● STATED PROBLEM
Copy the lines of the data below word for word, from the line with "of the wading" through the line with "5 880 L 1314", including both of those lines.

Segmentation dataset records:
-- begin --
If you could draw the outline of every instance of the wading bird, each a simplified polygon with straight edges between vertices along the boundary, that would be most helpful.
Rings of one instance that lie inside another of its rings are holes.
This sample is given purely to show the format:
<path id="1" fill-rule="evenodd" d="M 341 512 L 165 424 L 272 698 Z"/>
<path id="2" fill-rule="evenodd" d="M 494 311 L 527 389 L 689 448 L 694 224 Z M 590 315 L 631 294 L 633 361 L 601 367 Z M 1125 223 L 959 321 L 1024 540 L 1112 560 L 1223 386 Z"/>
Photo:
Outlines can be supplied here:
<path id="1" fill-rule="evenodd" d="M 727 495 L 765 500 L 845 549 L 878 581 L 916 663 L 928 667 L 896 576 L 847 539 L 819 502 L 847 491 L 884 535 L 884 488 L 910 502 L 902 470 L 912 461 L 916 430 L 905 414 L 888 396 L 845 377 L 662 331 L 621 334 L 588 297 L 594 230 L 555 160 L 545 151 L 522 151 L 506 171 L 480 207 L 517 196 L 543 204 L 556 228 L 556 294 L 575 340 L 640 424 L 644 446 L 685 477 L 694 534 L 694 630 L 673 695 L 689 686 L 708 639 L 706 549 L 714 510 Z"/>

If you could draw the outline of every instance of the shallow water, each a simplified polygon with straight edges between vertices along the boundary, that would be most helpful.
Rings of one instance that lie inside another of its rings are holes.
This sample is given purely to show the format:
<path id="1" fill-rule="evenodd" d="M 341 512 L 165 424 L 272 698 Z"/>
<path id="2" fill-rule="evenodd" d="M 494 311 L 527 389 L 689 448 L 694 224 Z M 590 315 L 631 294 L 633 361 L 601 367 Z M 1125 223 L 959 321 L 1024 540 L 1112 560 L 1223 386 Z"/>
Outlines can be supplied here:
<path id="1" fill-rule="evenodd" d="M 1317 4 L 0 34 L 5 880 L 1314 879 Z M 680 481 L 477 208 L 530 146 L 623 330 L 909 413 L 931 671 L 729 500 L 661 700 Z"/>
-- end --
-- begin --
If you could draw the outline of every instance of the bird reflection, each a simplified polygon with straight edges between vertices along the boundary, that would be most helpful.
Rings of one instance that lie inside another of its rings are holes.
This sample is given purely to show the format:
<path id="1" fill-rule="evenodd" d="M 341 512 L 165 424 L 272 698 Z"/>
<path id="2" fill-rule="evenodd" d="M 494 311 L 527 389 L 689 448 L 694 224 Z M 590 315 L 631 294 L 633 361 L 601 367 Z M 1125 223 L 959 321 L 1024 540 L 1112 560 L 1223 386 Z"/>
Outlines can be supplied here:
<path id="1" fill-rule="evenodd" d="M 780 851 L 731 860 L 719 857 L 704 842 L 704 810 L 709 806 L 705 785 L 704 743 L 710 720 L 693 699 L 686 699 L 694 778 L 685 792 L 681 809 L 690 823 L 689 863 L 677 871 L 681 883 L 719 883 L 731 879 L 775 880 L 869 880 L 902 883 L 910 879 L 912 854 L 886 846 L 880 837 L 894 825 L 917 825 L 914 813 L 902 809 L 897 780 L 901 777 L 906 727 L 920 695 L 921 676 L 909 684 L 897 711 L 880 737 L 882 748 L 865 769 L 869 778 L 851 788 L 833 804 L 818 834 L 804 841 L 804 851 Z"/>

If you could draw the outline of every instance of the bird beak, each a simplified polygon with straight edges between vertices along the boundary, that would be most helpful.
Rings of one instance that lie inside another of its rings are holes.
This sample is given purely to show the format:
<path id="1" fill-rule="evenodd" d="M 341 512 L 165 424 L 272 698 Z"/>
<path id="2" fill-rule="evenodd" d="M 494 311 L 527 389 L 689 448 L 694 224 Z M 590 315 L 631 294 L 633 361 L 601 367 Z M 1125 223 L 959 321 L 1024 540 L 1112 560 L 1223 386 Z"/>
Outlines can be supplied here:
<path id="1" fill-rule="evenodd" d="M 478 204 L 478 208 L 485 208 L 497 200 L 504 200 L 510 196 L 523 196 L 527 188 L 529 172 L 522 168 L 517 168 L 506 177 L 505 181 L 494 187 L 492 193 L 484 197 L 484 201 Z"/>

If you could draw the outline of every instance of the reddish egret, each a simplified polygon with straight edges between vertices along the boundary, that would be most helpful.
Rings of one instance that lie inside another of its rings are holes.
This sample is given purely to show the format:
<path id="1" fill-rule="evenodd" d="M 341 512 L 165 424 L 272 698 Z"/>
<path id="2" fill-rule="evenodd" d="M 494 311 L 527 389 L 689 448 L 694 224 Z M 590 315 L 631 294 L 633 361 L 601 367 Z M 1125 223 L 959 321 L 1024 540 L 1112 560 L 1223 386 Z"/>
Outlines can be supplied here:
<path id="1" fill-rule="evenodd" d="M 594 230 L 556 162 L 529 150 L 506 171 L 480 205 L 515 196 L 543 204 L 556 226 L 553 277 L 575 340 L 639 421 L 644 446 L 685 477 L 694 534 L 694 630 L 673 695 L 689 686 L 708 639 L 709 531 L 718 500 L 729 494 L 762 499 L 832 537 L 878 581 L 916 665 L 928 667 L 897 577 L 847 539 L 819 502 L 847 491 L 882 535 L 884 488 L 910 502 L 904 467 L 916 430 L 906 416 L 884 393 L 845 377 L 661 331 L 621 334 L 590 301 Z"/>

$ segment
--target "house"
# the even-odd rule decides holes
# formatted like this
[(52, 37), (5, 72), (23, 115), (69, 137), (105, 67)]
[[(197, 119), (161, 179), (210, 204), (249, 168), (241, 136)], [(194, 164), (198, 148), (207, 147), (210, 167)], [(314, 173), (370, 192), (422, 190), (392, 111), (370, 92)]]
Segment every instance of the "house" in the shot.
-- end --
-- begin --
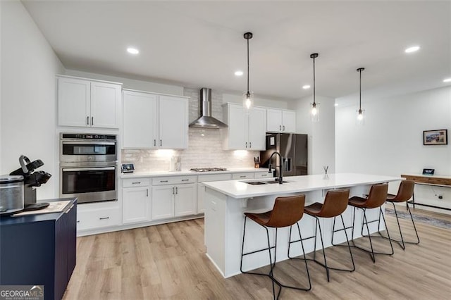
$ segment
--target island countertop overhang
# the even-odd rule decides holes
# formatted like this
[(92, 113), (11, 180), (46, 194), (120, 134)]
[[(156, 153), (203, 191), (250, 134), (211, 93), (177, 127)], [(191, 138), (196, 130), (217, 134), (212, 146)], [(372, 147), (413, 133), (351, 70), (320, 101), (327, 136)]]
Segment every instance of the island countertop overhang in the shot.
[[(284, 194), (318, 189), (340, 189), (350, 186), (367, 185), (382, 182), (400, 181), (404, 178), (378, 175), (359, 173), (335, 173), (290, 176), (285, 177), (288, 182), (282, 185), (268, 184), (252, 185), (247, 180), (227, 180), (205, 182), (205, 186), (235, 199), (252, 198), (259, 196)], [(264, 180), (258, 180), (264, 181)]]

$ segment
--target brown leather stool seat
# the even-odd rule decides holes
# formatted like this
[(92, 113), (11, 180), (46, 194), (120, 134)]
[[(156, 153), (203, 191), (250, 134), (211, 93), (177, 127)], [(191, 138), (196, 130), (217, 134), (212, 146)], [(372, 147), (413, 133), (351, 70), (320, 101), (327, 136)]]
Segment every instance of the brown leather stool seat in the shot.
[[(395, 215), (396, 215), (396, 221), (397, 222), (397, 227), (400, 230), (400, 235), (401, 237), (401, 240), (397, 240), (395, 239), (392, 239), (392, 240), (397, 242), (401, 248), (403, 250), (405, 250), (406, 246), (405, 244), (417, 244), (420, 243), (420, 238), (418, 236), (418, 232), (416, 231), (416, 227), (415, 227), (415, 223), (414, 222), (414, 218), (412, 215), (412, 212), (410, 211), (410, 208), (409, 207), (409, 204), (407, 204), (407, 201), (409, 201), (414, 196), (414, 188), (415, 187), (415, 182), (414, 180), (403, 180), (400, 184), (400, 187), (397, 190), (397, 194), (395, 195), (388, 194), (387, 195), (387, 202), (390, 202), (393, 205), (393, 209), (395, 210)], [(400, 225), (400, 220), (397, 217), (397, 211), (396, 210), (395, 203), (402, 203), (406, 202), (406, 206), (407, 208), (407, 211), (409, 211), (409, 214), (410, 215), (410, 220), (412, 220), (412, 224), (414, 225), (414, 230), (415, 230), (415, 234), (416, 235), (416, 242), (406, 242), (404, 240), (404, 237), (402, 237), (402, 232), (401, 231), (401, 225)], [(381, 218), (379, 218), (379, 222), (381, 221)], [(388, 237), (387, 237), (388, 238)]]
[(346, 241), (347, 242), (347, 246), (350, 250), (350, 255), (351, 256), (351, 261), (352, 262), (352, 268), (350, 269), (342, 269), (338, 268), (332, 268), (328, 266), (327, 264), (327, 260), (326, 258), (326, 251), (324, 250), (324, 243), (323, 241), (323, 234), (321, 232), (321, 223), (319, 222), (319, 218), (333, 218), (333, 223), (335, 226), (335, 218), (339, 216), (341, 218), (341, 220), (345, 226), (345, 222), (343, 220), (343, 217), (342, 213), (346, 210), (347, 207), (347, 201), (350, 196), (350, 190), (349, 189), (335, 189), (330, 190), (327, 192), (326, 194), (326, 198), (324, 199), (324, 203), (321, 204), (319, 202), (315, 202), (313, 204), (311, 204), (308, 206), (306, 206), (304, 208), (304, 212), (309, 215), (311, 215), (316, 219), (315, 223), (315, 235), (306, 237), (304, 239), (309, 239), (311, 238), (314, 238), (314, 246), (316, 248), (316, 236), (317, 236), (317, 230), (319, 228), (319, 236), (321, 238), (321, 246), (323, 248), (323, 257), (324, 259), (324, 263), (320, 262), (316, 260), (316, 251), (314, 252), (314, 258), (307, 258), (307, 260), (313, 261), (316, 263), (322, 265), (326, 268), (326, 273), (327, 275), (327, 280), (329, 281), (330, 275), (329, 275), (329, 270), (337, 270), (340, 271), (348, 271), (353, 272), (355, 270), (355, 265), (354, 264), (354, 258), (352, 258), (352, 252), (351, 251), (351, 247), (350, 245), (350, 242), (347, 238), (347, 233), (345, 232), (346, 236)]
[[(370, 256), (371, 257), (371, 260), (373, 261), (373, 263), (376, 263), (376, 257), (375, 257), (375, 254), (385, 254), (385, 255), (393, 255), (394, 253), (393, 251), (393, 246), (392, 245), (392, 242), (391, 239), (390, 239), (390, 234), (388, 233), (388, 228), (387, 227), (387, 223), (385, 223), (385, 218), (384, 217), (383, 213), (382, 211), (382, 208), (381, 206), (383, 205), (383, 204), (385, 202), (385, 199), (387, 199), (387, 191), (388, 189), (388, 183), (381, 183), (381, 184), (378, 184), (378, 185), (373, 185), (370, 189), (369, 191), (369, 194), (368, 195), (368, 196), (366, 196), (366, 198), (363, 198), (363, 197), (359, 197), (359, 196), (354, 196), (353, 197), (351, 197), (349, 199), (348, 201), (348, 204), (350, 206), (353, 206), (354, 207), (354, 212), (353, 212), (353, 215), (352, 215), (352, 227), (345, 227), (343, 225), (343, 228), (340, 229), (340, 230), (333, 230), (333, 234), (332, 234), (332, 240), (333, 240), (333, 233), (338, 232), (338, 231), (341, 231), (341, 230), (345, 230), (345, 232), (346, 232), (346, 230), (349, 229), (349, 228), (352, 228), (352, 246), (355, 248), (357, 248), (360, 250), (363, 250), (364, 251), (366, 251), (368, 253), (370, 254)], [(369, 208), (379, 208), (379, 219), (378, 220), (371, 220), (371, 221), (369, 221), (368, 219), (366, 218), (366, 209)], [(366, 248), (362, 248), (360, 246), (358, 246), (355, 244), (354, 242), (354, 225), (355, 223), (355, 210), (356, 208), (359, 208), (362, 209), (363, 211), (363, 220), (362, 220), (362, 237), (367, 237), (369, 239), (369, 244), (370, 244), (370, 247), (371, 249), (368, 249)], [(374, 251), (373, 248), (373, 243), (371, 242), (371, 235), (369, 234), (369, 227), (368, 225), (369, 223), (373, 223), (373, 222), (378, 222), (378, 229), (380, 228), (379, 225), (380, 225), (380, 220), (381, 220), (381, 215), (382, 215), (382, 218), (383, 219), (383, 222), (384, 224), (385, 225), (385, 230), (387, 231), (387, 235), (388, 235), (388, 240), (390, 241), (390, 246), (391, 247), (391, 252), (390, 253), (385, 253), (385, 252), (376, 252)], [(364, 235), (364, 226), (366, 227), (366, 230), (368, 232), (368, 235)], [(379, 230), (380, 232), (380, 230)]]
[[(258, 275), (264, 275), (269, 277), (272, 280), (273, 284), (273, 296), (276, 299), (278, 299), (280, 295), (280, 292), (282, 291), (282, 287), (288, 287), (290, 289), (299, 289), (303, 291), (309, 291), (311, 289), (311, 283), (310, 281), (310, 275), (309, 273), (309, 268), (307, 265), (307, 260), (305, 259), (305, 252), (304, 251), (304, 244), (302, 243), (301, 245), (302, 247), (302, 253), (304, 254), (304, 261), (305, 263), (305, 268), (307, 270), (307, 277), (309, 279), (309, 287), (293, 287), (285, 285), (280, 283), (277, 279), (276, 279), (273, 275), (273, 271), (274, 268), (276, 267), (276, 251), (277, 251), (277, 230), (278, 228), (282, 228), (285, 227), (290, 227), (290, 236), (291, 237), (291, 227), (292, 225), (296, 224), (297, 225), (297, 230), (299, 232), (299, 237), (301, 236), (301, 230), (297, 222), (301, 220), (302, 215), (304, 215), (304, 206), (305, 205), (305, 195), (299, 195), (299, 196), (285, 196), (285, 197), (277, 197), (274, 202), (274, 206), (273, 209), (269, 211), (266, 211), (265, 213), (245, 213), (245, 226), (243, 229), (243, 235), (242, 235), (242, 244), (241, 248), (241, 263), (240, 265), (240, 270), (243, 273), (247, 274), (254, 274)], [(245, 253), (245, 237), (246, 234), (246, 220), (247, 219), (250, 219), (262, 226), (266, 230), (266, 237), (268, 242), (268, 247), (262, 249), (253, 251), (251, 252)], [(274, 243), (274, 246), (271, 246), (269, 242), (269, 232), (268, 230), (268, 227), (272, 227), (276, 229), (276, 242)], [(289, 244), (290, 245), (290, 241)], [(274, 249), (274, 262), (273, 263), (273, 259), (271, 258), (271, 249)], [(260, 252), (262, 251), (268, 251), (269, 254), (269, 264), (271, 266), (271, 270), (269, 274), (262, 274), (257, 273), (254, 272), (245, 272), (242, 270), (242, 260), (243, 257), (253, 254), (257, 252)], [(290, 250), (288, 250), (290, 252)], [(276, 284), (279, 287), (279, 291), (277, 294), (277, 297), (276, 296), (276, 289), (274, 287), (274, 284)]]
-- end --
● SOLUTION
If you could draw the outline of every instance of the wading bird, each a simplified polygon with straight edges between vertices along the boundary, that would be most helpful.
Rings of one instance that lie inside another of its rings are holes.
This sample is given purely to show the format:
<path id="1" fill-rule="evenodd" d="M 341 512 L 165 424 L 272 698 Z"/>
<path id="2" fill-rule="evenodd" d="M 494 311 L 527 389 L 689 448 L 694 224 Z M 590 315 L 631 294 L 633 361 L 601 367 Z M 1125 223 L 959 321 L 1024 540 L 1112 560 L 1223 386 Z"/>
Photo:
Outlines can be supplied here:
<path id="1" fill-rule="evenodd" d="M 727 495 L 765 500 L 845 549 L 878 581 L 916 663 L 928 667 L 896 576 L 847 539 L 819 502 L 847 491 L 884 535 L 884 488 L 910 502 L 902 470 L 912 461 L 916 430 L 905 414 L 888 396 L 845 377 L 662 331 L 621 334 L 588 297 L 594 230 L 555 160 L 545 151 L 522 151 L 506 171 L 480 207 L 517 196 L 543 204 L 556 228 L 556 294 L 575 340 L 640 424 L 644 446 L 685 477 L 694 534 L 694 630 L 673 695 L 689 686 L 708 639 L 706 549 L 714 510 Z"/>

If you could draw the outline of every instance of the shallow water, each a simplified polygon with straight edges between vertices along the boundary, that would be most helpful.
Rings of one instance that lie inside another of its rings are holes.
This sample is given purely to show the format:
<path id="1" fill-rule="evenodd" d="M 341 512 L 165 424 L 272 698 Z"/>
<path id="2" fill-rule="evenodd" d="M 494 311 L 527 389 L 689 448 L 694 224 Z M 590 315 L 631 294 L 633 361 L 601 367 Z M 1125 223 L 959 321 L 1024 540 L 1112 560 L 1223 386 Z"/>
Outlines can be supplied here:
<path id="1" fill-rule="evenodd" d="M 1317 4 L 0 34 L 5 880 L 1314 879 Z M 680 481 L 477 208 L 530 146 L 623 330 L 909 413 L 931 671 L 729 500 L 661 700 Z"/>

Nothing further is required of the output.